▶ **Selected passage**:
So I’ve been a self-diagnosed insomniac for years now. And I’ve kinda always prided myself on what I’ve been able to accomplish on minimal unconscious time.
But I’m coming to the realisation that these days I can do less and less.
And that saddens me.
Time was, I could go to bed at 2am, get up at 4am, do a 16 hour day, or an 18 hour day, or perhaps even more… and do it all again the following day.
No more though.
I’ve always been an early riser. At the moment, I’m up at around the 4 – 4.15am mark. And I love that. I love my morning routine, and I never want to give it up.
But it’s meaning that I can’t stay up too late at night. And that’s the bit I don’t like. I crave the ‘me’ time I get, after the cherubs are in bed for the night. Perhaps I’m just being a little too selfish? Wanting ‘me’ time prior to 6am, and again in the evenings?
I’ve been told I’m a pragmatic person. Realistic. Maybe I am; I don’t see it myself. And I certainly don’t want to acknowledge it in this particular set of circumstances! I want to have my awake time and keep my patience (and my sanity) too 🙁
I guess that’s my arrogance talking though, yeh? And that’s a little embarrassing.
So I’m going to stop typing now. And try this week to (as a wise friend once suggested) be ‘rhythmic in my rest’. Feel free to join me in a ‘seeking sleep’ quest this week 🙂 or not, too 🙂
Either way, have a great week, dear Reader!

▶ **Problem statement**: Write out the passage of the insomnia post from "But I’m coming" up to and including "give it up.", word for word.

▶ **Supplied data**:
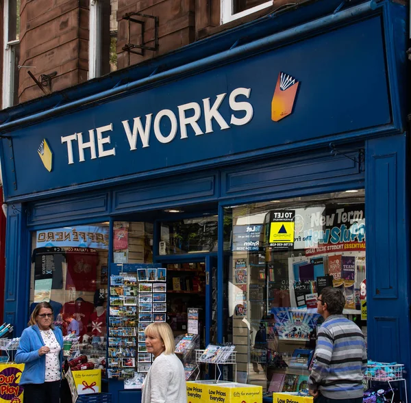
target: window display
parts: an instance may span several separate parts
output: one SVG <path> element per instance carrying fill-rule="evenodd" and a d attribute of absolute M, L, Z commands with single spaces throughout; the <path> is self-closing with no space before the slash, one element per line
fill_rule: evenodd
<path fill-rule="evenodd" d="M 238 369 L 264 391 L 305 389 L 325 287 L 341 289 L 366 334 L 364 191 L 227 207 L 224 222 L 224 337 Z"/>
<path fill-rule="evenodd" d="M 32 234 L 31 313 L 49 302 L 54 325 L 78 337 L 89 368 L 105 368 L 108 222 Z"/>

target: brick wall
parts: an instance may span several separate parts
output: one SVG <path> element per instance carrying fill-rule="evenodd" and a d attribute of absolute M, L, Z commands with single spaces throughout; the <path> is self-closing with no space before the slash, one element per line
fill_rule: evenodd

▶ **Problem solution**:
But I’m coming to the realisation that these days I can do less and less.
And that saddens me.
Time was, I could go to bed at 2am, get up at 4am, do a 16 hour day, or an 18 hour day, or perhaps even more… and do it all again the following day.
No more though.
I’ve always been an early riser. At the moment, I’m up at around the 4 – 4.15am mark. And I love that. I love my morning routine, and I never want to give it up.